President Joe Biden’s comments that all Americans will “likely” be advised to get a new COVID vaccine as new variants spread through the country are “irresponsible,” according to Stanford University Professor of Medicine Dr. Jay Bhattacharya.
“I signed off this morning on a proposal we have to present to the Congress, a request for additional funding for a new vaccine—that is necessary, that works,” Mr. Biden told reporters in South Lake Tahoe, California, on Aug. 25.
“And tentatively, not decided finally yet, tentatively it is recommended—it is likely to be recommended—that everybody get it, no matter whether they got it before,” he added.
Since early July, COVID-19 hospitalizations have been on the rise domestically, with three new variants of the disease spreading across the country. The uptick has resulted in some businesses, schools, and hospitals reinstating mask mandates.
Multiple drug companies, including Pfizer, Novavax, and Moderna, have introduced new vaccines they say will be effective against the EG.5, or ERIS, variant of COVID-19.
“It never occurred to me that an American president would be the number one spokesperson for a pharmaceutical company, but here we are,” Dr. Bhattacharya told The Epoch Times.

= = = =

* ASSIGNED TASK A
In the COVID vaccine article, rewrite the paragraph beginning "Since early July" as a short bulleted list that keeps its main facts.
* ASSIGNED TASK B
According to the COVID vaccine article, where was Mr. Biden when he spoke to reporters on Aug. 25?
* ASSIGNED TASK C
Carry on the COVID vaccine article from the point where it stops.

= = = =

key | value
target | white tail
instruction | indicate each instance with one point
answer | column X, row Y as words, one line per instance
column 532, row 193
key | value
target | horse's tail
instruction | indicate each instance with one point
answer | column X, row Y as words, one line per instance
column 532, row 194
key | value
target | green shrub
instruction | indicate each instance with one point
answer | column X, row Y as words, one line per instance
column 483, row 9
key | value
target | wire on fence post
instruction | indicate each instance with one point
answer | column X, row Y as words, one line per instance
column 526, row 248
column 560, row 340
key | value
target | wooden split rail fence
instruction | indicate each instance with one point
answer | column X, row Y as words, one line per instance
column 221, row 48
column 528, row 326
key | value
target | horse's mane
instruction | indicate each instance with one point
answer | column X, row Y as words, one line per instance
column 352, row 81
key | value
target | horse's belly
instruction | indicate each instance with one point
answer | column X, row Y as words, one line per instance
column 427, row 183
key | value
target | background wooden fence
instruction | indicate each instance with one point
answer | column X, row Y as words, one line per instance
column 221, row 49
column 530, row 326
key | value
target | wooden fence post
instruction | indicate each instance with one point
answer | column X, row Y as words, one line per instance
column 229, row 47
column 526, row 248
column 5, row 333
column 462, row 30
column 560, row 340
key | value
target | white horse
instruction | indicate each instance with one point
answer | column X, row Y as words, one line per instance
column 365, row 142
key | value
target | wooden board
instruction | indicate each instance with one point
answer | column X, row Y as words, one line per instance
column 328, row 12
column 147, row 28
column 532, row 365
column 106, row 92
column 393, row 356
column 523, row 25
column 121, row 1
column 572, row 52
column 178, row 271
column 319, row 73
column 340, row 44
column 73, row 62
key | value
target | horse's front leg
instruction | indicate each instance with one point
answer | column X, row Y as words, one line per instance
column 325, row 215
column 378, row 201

= = = =

* FINAL ANSWER A
- COVID-19 hospitalizations in the U.S. have been rising since early July.
- Three new variants are spreading across the country.
- Some businesses, schools, and hospitals have brought back mask mandates.

* FINAL ANSWER B
South Lake Tahoe, California.

* FINAL ANSWER C
“It’s irresponsible to make this kind of public health advice for the entire American public in the absence of excellent randomized trial evidence, which has not been produced by the pharmaceutical companies,” he added.
“The FDA [Food and Drug Administration] never asked for them to produce them,” Dr. Bhattacharya said, referring to vaccines targeting the new COVID variants.
The Standard professor said that authorities are incorrectly treating COVID booster shots ” just like the flu vaccine, that you just update it from year to year.”
But, in contrast with the COVID-19 injections, for flu vaccines “there’s a long track record where the safety record of the vaccine is understood,” Dr. Bhattacharya said.
“Not requiring randomized trial evidence for updating the vaccine is irresponsible. It’s using a different mechanism than the flu vaccine. You can’t extend the experience you have with the flu vaccine to this vaccine,” he said.